▶ EXERCISE DETAILS
The required output is the line containing "of the concrete" through the final line of the material below, printed exactly, with no other lines.

▶ INFORMATION GIVEN

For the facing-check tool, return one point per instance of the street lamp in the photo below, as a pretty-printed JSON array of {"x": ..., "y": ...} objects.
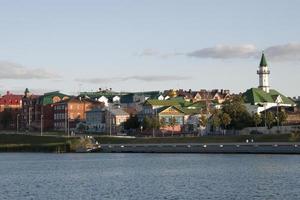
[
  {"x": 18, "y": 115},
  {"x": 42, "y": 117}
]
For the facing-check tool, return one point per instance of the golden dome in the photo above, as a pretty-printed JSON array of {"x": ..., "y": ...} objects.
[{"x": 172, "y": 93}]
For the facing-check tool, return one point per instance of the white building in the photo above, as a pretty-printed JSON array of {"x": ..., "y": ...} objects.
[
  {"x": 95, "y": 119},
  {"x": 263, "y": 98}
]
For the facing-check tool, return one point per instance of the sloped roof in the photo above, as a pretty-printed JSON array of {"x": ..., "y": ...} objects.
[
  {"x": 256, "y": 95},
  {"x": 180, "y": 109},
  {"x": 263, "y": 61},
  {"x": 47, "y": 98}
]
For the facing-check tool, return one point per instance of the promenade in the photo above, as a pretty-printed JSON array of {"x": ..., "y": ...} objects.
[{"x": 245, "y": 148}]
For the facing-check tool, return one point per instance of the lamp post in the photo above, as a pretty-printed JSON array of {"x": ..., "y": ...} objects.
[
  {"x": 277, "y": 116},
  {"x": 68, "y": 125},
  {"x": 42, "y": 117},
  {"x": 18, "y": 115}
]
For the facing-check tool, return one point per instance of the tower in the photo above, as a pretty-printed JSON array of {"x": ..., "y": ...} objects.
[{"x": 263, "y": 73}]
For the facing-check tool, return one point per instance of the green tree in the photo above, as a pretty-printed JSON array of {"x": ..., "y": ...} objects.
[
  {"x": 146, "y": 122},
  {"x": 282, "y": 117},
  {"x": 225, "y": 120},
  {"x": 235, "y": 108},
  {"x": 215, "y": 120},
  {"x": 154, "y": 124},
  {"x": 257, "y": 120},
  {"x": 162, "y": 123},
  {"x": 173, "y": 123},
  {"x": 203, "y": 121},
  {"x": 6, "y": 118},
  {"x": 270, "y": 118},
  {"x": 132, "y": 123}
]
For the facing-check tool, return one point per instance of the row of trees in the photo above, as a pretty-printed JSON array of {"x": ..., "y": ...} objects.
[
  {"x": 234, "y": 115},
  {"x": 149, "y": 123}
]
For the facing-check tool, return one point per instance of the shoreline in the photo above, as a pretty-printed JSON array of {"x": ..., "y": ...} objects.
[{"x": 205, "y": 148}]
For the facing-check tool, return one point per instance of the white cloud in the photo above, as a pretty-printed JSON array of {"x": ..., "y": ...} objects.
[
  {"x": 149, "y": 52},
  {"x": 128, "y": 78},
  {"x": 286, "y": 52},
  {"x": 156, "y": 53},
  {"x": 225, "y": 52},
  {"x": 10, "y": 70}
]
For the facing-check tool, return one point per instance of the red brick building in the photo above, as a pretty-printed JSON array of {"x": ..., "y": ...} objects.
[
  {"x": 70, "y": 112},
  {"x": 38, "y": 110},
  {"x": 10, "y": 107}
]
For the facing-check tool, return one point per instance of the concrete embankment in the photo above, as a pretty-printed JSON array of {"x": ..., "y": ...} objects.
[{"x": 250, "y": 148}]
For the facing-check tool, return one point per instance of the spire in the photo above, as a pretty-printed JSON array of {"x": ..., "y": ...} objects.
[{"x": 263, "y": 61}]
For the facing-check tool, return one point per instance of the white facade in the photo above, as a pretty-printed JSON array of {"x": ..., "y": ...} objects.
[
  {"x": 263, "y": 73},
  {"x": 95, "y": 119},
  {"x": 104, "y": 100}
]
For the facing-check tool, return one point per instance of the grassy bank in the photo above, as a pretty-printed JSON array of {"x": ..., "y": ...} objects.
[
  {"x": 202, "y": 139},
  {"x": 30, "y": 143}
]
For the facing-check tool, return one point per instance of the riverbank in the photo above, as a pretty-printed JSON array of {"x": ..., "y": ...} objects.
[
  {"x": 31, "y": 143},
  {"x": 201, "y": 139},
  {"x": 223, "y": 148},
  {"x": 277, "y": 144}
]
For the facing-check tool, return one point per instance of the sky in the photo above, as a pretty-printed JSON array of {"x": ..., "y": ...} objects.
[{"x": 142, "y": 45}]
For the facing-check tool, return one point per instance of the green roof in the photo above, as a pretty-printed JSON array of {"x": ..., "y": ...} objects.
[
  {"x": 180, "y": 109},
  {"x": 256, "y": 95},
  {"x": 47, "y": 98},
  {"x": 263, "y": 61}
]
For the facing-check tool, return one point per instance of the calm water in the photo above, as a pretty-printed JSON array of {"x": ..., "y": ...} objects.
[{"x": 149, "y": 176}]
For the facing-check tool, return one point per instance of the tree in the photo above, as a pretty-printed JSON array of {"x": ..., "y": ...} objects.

▶ SOLUTION TO THIS EXERCISE
For the facing-check tool, return one point per instance of the concrete embankment in the photo above, as a pretty-printed JSON array of {"x": ..., "y": ...} objects.
[{"x": 250, "y": 148}]
For the facing-check tool, return one point per instance of the spire in the photo above, as a pretty-printed JSON array of {"x": ..., "y": ...} objects.
[{"x": 263, "y": 61}]
For the facing-check tool, return one point per instance of the white facade in the photo above, as a pretty-printed JSON array of {"x": ..., "y": ...} objects.
[
  {"x": 263, "y": 73},
  {"x": 95, "y": 119},
  {"x": 104, "y": 100}
]
For the facing-check tool, return one point per instance of the grassy bank in the photo above, as a pretty-printed JSON array of {"x": ..., "y": ...} objects.
[
  {"x": 202, "y": 139},
  {"x": 30, "y": 143}
]
For the facing-check tool, return one point per instance of the riverbank in the photo above, as a pretty-printed JSON array of {"x": ..., "y": ...} objects.
[
  {"x": 31, "y": 143},
  {"x": 201, "y": 139},
  {"x": 223, "y": 148},
  {"x": 277, "y": 144}
]
For the facing-check tool, return one point per instance of the sky in the photo above, as a pretty-printed JSON array of {"x": ..., "y": ...} objects.
[{"x": 142, "y": 45}]
For the facing-check tool, return one point per instance of the green roof in the photo above, as a pretty-printed JSON array of {"x": ..., "y": ...} objects.
[
  {"x": 180, "y": 109},
  {"x": 256, "y": 95},
  {"x": 47, "y": 98},
  {"x": 263, "y": 61}
]
For the facing-check tool, return one point per instance of the calm water in the photo above, as a pretty-printed JSON array of {"x": ..., "y": ...} objects.
[{"x": 149, "y": 176}]
For the facing-check tool, return one point per instance of the tree in the photo above, as a pretty-printed JSON array of {"x": ..., "y": ...} objects.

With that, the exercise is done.